- **Required task**
Reproduce each of the lines word for word.

## BEGIN Data provided

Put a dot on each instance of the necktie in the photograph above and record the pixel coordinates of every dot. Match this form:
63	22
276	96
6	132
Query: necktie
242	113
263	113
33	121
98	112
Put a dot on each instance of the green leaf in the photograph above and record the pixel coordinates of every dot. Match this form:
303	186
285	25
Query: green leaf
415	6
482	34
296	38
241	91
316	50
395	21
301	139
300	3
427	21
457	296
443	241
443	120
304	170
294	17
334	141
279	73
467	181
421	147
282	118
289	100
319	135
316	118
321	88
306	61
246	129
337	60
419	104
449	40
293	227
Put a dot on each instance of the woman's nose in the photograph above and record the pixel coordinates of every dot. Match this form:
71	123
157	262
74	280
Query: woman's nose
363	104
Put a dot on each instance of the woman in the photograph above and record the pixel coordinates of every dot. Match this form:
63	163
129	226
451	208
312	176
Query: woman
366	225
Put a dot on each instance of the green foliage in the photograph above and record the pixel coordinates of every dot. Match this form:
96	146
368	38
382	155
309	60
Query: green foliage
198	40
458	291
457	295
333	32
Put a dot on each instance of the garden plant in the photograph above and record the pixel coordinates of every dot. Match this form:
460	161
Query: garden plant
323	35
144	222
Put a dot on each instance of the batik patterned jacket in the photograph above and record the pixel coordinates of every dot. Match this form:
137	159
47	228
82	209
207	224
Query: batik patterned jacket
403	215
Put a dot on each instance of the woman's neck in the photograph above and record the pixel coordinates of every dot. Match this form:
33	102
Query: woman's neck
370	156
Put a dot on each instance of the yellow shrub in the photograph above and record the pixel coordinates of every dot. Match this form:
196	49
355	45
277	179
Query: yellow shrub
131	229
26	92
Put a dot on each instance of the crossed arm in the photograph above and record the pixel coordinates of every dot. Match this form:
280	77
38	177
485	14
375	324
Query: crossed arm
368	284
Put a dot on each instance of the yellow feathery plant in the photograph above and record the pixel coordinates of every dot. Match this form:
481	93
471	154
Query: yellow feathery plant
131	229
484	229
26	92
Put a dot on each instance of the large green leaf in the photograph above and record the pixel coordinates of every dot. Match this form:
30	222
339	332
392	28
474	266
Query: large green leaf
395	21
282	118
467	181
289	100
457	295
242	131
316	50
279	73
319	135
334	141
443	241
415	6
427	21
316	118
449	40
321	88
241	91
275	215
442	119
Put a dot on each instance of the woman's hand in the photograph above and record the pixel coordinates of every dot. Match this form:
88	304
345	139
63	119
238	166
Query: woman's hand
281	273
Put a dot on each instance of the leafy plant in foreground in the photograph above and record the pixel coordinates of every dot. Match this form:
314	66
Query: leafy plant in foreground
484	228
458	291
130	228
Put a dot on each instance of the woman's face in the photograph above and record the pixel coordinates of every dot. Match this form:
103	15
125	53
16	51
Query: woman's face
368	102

## END Data provided

- **Complete response**
Put a dot on each instance of the necktie in the photograph above and record the pixel coordinates of every dot. Match this form:
63	22
276	96
6	132
Query: necktie
242	113
263	113
33	121
98	112
Put a dot on each instance of the green leaf in the photograph above and record the pixel coordinates of every dot. Match this form:
303	186
285	25
Query: green leaf
415	6
482	34
296	38
241	91
316	50
395	21
301	139
300	3
427	21
457	296
443	241
443	120
304	170
294	17
334	141
279	73
467	181
421	147
282	118
289	100
319	135
316	118
321	88
306	61
246	129
337	60
419	104
449	40
293	227
Put a dot on each instance of the woman's nose in the photograph above and record the pixel coordinates of every dot. Match this form:
71	123
157	262
74	280
Query: woman's nose
363	104
Put a dot on each instance of the woman in the photograph above and record the pixel coordinates of every dot. Match this form:
63	163
129	226
451	208
312	176
Query: woman
366	225
Put a dot on each instance of the green foliage in the photograph above and record the pixel coordinates of every dot. Match this form:
96	146
368	38
382	155
309	60
Query: green foliage
198	40
458	291
457	295
333	32
Put a dot on each instance of the garden plant in the photograph above and record the pixel coordinates of every dot. Match this form:
460	161
Query: garden plant
323	35
144	222
Put a dot on each instance of the batik patterned jacket in the photograph above and record the pixel coordinates of every dot. Match this form:
137	159
47	228
82	209
207	224
Query: batik patterned jacket
403	215
Put a dot on each instance of the woman's neck in the photograph above and record the pixel coordinates of every dot. Match this form:
33	102
Query: woman's neck
370	156
Put a dot on each instance of the yellow shrub in the photograph above and record the pixel coordinates of every dot. Match this form:
196	49
355	45
277	179
Query: yellow shrub
131	229
26	92
Put a dot on each instance of the crossed arm in the photograph above and record the pixel coordinates of every dot. Match this form:
280	77
38	177
485	14
375	324
Query: crossed arm
368	284
Put a dot on each instance of the yellow feathery plant in the photograph above and record the pixel coordinates of every dot. Match this form:
481	93
471	154
Query: yellow feathery plant
131	229
484	229
26	92
Put a dot on each instance of the large green leaf in the photograph above and record the pixel coordinates of every dot. Match this form:
30	222
339	332
392	28
474	266
Query: large green leaf
395	21
282	118
467	181
289	100
457	295
242	131
316	50
279	73
319	135
334	141
443	241
415	6
427	21
316	118
449	40
321	88
241	91
275	215
442	119
Put a dot on each instance of the woman's hand in the photograph above and record the pixel coordinates of every dot. Match this form:
88	304
345	139
63	119
238	166
Query: woman's hand
281	273
Put a dot on each instance of the leafy plant in foreground in the photograph above and record the pixel coordinates of every dot. Match this form:
314	66
Query: leafy plant in foreground
484	228
458	291
130	228
Put a dot on each instance of the woman's face in the photograph above and record the pixel coordinates of every dot. Match this form:
103	15
125	53
16	51
Query: woman's face
368	102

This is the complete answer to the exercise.